Teks Sumber »

Menurut kitab Wedhapradangga, pencipta Bedhaya Ketawang adalah Sultan Agung. Meskipun demikian kepercayaan tradisional meyakini, tarian ini diciptakan oleh Kanjeng Ratu Kidul sendiri. Menariknya, Sunan Kalijaga sebagai juru syiar Islam di tanah Jawa diceritakan ikut memberikan patokan-patokan saat menciptakan titi nada gending pada tarian tersebut.
Pandangan kosmologi Jawa
meyakini adanya kesejajaran antara makrokosmos (jagat gede) dan mikrokosmos (jagat
cilik). Menurut kepercayaan ini, keseluruhan tatanan sosial yang terdiri dari
masyarakat luas di luar benteng kraton, para abdi dalem, dan lapisan
kelompok para priyayi, serta berpuncak hirarkis pada diri raja, pada
derajat tertentu merupakan representasi kosmis itu sendiri. Sekalipun dimaknai
demikian, secara simultan tatanan sosial juga selalu berada di bawah pengaruh
daya-daya kosmis alam semesta.
Dalam kerangka konsepsi
Dewa-Raja atau Ratu-Binanthara inilah, kesanggupan seorang raja untuk
mengharmoniskan keseluruhan tatanan sosial dan sekaligus daya-daya kosmis alam
semesta, ialah kata kunci bisa atau tidaknya menghasilkan kemakmuran dan
kesejahteraan bagi masyarakatnya.
Sedangkan bicara perihal
daya-daya kosmis, selain didasarkan pada wahyu, daya kosmis lainnya ialah
restu para leluhur tanah Jawa dan pusaka. Dalam konteks inilah, bicara restu
leluhur tanah Jawa sudah tentu bukan hanya satu dan tunggal. Namun begitu,
salah satu mitos yang diyakini kuat oleh masyarakat Jawa ialah Kanjeng Ratu
Kidul.
Bagaimana menonjolnya mitos Kanjeng Ratu Nyai (Nyi) Roro Kidul, tanpa
mengenal mitos ini orang tidak bakalan dapat memahami makna tarian sakral
Bedhaya Ketawang; juga makna artefak bangunan Panggung Sanggabuawana di Kraton
Surakarta; tak kecuali adanya folklore tentang jin bernama lampor maupun
ritus sedekah laut yang lazim dilakukan masyarakat Jawa di sepanjang
daerah pesisir Samudra Hindia.

Data Baris »
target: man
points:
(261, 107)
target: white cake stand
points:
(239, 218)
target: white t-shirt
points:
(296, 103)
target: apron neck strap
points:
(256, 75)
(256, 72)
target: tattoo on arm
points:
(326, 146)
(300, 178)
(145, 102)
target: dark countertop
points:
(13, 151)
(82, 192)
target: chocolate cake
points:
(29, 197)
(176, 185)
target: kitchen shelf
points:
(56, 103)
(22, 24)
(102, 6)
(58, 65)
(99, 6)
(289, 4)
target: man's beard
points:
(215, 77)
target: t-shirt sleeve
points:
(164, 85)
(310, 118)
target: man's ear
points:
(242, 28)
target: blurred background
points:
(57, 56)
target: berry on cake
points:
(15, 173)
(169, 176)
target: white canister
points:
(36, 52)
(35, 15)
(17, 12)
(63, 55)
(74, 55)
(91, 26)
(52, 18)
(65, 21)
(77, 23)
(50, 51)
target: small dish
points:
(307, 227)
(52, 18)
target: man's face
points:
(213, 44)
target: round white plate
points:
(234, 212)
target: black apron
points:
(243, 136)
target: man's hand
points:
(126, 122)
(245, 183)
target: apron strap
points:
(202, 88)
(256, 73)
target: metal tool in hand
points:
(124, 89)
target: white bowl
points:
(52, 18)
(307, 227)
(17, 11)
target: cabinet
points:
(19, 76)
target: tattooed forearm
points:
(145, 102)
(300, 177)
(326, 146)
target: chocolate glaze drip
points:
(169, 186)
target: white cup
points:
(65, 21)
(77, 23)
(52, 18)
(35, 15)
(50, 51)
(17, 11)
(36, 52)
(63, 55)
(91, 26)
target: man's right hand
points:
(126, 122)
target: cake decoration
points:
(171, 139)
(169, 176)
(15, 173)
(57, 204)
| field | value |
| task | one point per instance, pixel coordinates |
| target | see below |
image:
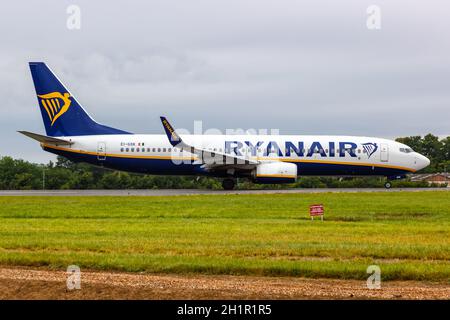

Perintah A » Dalam teks tentang Bedhaya Ketawang, siapa pencipta tarian itu menurut kitab Wedhapradangga?
Perintah B » Lanjutkan teks tentang Bedhaya Ketawang, mulai setelah kalimat terakhirnya.
Baris-baris di atas diambil dari sumber yang berbeda.

Hasil Akhir A » Sultan Agung.

Hasil Akhir B »
Merujuk artikel Robert
Wessing yang berjudul “A Princess from Sunda: Some Aspects of Nyai Roro
Kidul,” Asian Folklore Studies Vol. 56 tahun 1997, setidaknya ditemui
beberapa versi sejarah. Menurut Wessing, sebagai seorang putri Sunda, umumnya Kanjeng Ratu Nyai Roro Kidul diceritakan
sebagai puteri penguasa kerajaan Pajajaran di Jawa Barat, meskipun perihal
siapa ayahnya ada beberapa nama mengemuka. Ada yang menyebutkan Kanjeng Ratu Nyai Roro Kidul ialah putri dari Prabu Mundingsari, lainnya
menyebut nama Prabu Munding Wangi, atau juga disebut nama Prabu Siliwangi
maupun Prabu Cakrabuwana.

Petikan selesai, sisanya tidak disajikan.